# [Source text]
A wide range of approaches have been employed to address problems of land degradation, some of which include:

  1. Prevention of soil loss from the catchments
  2. Promotion of multi-disciplinary integrated approach to catchment treatment.
  3. Improvement of land capability and moisture regime in the watersheds.
  4. Promotion of land use to match land capability
  5. Reduction of run-off from the catchments to reduce peak flow into the river system.
  6. Upgrading of skills in the planning and execution of watershed development programme.
  7. Increase of productivity of land affected by alkalinity for increasing sustainable agriculture production.
  8. Identification of critical degraded areas,
  9. Generation of data on land suitability and capability for regulating land use.
  10. Preparation of soil resource map and inventory of soil and land resources.
  11. Development of technical skills in soil and water conservation
  12. Building up and strengthening of land capability of State Land Use Boards.

Role of Ministry of Rural Development

  • The Ministry of Rural Development, Government of India, has recently created a Department of Land Resources to act as a nodal department in the field of watershed management and development.

# [Given exercise a]
Which lines in the entries below contain the word "rocky"? Pick out and copy each such line, treating case as significant.

Data listing:
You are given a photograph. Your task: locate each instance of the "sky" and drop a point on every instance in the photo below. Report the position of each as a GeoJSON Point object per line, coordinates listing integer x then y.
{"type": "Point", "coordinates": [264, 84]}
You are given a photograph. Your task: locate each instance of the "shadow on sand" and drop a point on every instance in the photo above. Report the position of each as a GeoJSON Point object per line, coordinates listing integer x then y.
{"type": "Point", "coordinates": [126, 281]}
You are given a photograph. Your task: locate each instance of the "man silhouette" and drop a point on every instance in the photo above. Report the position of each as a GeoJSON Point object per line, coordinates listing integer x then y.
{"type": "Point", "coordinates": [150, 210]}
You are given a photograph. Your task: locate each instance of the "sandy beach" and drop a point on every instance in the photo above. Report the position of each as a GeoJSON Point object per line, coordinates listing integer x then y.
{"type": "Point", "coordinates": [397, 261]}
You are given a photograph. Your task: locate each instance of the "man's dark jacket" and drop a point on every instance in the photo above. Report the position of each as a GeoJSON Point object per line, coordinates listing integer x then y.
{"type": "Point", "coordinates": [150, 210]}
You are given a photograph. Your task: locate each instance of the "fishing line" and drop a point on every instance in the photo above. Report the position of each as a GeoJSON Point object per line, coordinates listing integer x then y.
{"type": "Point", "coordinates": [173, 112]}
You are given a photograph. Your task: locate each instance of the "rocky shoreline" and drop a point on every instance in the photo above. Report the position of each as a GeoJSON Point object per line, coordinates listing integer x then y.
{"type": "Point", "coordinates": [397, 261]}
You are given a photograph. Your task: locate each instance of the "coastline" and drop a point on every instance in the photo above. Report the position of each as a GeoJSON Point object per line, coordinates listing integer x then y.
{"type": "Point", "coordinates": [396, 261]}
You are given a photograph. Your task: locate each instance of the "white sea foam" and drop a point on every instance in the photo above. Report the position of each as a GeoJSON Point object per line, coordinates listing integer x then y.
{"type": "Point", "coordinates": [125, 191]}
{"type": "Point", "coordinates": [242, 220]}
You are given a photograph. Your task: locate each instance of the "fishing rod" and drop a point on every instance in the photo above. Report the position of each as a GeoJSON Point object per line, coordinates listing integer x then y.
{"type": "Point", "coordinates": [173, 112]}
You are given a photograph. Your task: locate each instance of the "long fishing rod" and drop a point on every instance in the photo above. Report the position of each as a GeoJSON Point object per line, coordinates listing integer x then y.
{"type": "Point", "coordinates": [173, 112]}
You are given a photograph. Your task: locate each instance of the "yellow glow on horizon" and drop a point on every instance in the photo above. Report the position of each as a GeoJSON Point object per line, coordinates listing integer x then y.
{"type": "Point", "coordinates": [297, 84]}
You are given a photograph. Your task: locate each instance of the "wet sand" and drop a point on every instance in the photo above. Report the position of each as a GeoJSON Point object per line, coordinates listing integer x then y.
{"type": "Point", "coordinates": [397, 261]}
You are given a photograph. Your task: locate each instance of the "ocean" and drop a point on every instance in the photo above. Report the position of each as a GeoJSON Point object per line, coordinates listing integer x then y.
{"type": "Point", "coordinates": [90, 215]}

# [Given exercise b]
Could you extend the passage on land degradation and watershed management from the point where it stops?

# [Reply a]
You are given a photograph. Your task: locate each instance of the "rocky shoreline" and drop a point on every instance in the photo above. Report the position of each as a GeoJSON Point object per line, coordinates listing integer x then y.

# [Reply b]
  • This has the mandate of developing the valuable land resources of India, which are presently under various stages of degradation and it also endeavors to prevent further degradation of these resources through appropriate management and necessary measures.
  • The Department of Land Resources, being the nodal department has taken up certain new initiatives to play a more pro-active role in the Land Resource management in the country.
  • At the conceptual level it has been realised that the management rather than the mere use of land is the central theme. There is no dearth of land, the real issue is management which should include: dynamic conservation, sustainable development and equitable access to the benefits of intervention.
  • The concept of sustainable development focuses on help for the very poor because they are left with no option but to destroy their own environment.
  • It also includes the idea of cost-effective development using differing economic criteria to the traditional approach; that is to say development should not degrade environment quality, or reduce productivity in the long run.
  • The greater issues of health control, appropriate technologies, food self-reliance, clean water and shelter for all are to be addressed.
  • Sustainable development should seek to maintain an acceptable rate of growth in per capita real incomes without depleting the national capital asset stock or the natural environmental asset stock.
  • Equitable access to the benefits of development could be achieved either through land reforms or a dedicated and institutionalised mode of people’s participation. Here, besides the Government, other players like the corporate sector, NGOs, various institutions and self-help groups can be involved.

Water Resource Management

  • In India the average annual precipitation is nearly 4000 cubic km (km3) and the average flow in the river systems is estimated to be 1869 km3.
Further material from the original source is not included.